▸ **TASK INSTRUCTIONS**
Across all the records, filter for lines with the word "beam" and copy them.

(Dataset items)
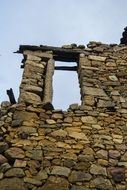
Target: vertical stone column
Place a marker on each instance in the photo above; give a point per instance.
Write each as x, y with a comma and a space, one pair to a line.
92, 91
48, 88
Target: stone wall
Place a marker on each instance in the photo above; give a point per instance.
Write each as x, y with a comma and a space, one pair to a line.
83, 148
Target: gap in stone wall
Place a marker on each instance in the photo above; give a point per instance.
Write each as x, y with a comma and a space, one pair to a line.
66, 89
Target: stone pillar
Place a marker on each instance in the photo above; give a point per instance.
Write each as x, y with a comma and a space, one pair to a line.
48, 88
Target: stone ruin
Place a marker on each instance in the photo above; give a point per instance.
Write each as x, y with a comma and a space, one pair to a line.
83, 148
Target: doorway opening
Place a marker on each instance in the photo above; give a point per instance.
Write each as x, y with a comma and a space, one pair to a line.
66, 89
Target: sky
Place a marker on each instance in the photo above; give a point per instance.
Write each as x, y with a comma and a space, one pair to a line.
55, 22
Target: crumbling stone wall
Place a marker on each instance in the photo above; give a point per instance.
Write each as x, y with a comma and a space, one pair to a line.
81, 148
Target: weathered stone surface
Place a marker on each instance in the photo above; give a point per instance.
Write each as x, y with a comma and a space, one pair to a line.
33, 57
3, 159
60, 133
102, 154
4, 167
26, 130
14, 153
63, 145
25, 116
54, 183
50, 121
62, 171
89, 120
12, 184
113, 78
96, 58
33, 89
101, 183
115, 154
34, 154
79, 176
15, 172
86, 158
77, 135
32, 181
30, 98
98, 170
3, 147
20, 163
124, 157
77, 187
94, 91
118, 174
42, 175
57, 116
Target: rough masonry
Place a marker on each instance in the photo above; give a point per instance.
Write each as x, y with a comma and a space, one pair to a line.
83, 148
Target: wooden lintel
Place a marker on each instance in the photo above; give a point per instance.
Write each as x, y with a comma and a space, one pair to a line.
65, 68
59, 53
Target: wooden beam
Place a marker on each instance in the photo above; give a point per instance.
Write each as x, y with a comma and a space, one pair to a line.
59, 53
65, 68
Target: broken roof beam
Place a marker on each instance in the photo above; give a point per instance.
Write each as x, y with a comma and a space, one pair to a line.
59, 54
65, 68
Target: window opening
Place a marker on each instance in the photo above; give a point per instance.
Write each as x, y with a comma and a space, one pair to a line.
65, 85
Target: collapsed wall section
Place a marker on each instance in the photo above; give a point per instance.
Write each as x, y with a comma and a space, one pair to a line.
36, 84
81, 148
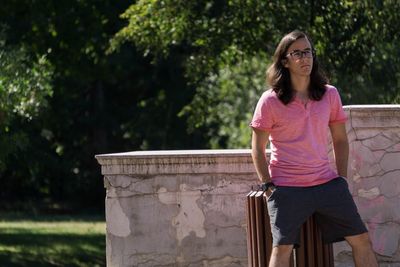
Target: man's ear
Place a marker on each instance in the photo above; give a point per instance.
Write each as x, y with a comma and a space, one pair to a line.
284, 62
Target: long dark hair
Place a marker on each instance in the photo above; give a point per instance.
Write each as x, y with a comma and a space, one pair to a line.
278, 77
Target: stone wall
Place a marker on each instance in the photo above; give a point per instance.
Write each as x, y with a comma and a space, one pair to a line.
187, 208
374, 179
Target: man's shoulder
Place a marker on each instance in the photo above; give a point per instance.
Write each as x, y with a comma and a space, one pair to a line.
331, 89
269, 95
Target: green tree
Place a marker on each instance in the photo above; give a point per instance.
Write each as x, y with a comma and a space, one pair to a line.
355, 40
25, 85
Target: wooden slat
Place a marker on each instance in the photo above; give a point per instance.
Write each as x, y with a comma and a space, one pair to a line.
312, 251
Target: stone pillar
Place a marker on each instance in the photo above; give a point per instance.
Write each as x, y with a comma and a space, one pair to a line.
177, 208
374, 179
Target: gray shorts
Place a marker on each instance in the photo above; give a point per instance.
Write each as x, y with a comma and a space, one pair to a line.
335, 212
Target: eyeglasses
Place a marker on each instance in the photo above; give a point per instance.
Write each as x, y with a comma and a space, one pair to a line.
298, 54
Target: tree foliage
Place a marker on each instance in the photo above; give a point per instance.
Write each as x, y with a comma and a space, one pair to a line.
355, 40
25, 85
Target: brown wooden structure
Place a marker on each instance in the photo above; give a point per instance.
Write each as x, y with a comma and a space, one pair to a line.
311, 253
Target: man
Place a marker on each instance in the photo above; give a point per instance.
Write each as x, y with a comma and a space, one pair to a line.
294, 116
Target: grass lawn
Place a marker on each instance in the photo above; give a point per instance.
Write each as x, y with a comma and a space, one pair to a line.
52, 241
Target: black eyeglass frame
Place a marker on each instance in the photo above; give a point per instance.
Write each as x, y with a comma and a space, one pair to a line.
302, 53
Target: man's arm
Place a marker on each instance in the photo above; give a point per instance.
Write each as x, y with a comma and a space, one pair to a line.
340, 147
259, 142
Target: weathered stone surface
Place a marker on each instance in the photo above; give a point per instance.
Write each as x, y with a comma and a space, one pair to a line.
390, 186
391, 161
386, 238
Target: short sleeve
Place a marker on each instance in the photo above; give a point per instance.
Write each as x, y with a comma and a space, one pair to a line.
263, 117
337, 114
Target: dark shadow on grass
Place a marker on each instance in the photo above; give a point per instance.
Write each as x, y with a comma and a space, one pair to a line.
52, 250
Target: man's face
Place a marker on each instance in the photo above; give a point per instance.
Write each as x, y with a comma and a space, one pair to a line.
299, 58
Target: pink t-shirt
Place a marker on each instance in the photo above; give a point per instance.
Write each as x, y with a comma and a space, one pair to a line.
299, 136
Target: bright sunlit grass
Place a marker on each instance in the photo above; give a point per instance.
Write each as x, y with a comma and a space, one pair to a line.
52, 241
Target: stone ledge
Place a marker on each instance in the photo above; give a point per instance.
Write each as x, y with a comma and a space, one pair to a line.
373, 116
235, 161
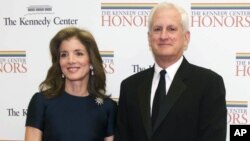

▸ **RESULT**
Target: wooden beam
Target: broken roof beam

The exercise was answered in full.